Many apologies if I am doing something obviously wrong. I have looked at this over and over and I can’t see it. Thanks.

Hi Cablesb,

This looks like a compiler error to me. If you look at the -Minfo output you’ll see that the compiler is using the default value of “100000” in the copy:

% pgf90 -ta=nvidia -Minfo=accel test.f90 
dbl_it:
     23, Generating present_or_copyin(a(1:100000))
         Generating present_or_copyout(r(1:100000))
         Generating compute capability 1.0 binary
         Generating compute capability 2.0 binary
     24, Loop is parallelizable
         Accelerator kernel generated
         24, !$acc loop gang, vector(128) ! blockidx%x threadidx%x
             CC 1.0 : 10 registers; 48 shared, 0 constant, 0 local memory bytes
             CC 2.0 : 14 registers; 0 shared, 64 constant, 0 local memory bytes

In the original code, the compiler correctly uses “n” for the size:

% pgf90 -ta=nvidia -Minfo=accel test2.f90
main:
     21, Generating present_or_copyin(a(1:n))
         Generating present_or_copyout(r(1:n))

* **Dataset rows on where objects appear**:
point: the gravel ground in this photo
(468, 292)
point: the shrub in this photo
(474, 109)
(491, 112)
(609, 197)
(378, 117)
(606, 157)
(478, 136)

* **SHORT PROBLEM A**: Transcribe every line of the dataset rows on where objects appear, with nothing changed.
* **SHORT PROBLEM B**: Pick up the forum reply about the compiler's array copy size and extend it past its last line.

* **RESPONSE A**:
point: the gravel ground in this photo
(468, 292)
point: the shrub in this photo
(474, 109)
(491, 112)
(609, 197)
(378, 117)
(606, 157)
(478, 136)

* **RESPONSE B**:
         Generating compute capability 1.0 binary
         Generating compute capability 2.0 binary
     22, Loop is parallelizable
         Accelerator kernel generated
         22, !$acc loop gang, vector(128) ! blockidx%x threadidx%x
             CC 1.0 : 10 registers; 52 shared, 0 constant, 0 local memory bytes
             CC 2.0 : 14 registers; 0 shared, 68 constant, 0 local memory bytes

The main difference in the two codes is the “if ( n .le. 0 ) n = 100000” in the original. If you add this if statement or add copy clauses to specifically set the size, this will work around the problem.

% cat test.f90 
program dbl_it

integer :: n,i
real,dimension(:),allocatable :: a, r, e
character(10) :: arg1

if (iargc() > 0) then
  call getarg(1,arg1)
  read(arg1,'(i10)') n
else
  n=100000
endif

! ADD THIS
if( n .le. 0 ) n = 100000

allocate(a(n),r(n),e(n))

do i=1,n
  a(i)=2.*i
enddo

! OR ADD THIS
!$acc region copyin(a), copyout(r)
do i=1,n
  r(i)=2.*a(i)
enddo
!$acc end region

do i=1,n
  e(i)=2.*a(i)
enddo

do i=1,n
  if (r(i) /= e(i)) then
    print *, i,r(i),e(i)
    stop 'error found'
  endif
enddo

print *, n,'iterations completed'

end program	
% pgf90 -ta=nvidia -Minfo=accel test.f90
dbl_it:
     24, Generating present_or_copyout(r(:))
         Generating present_or_copyin(a(:))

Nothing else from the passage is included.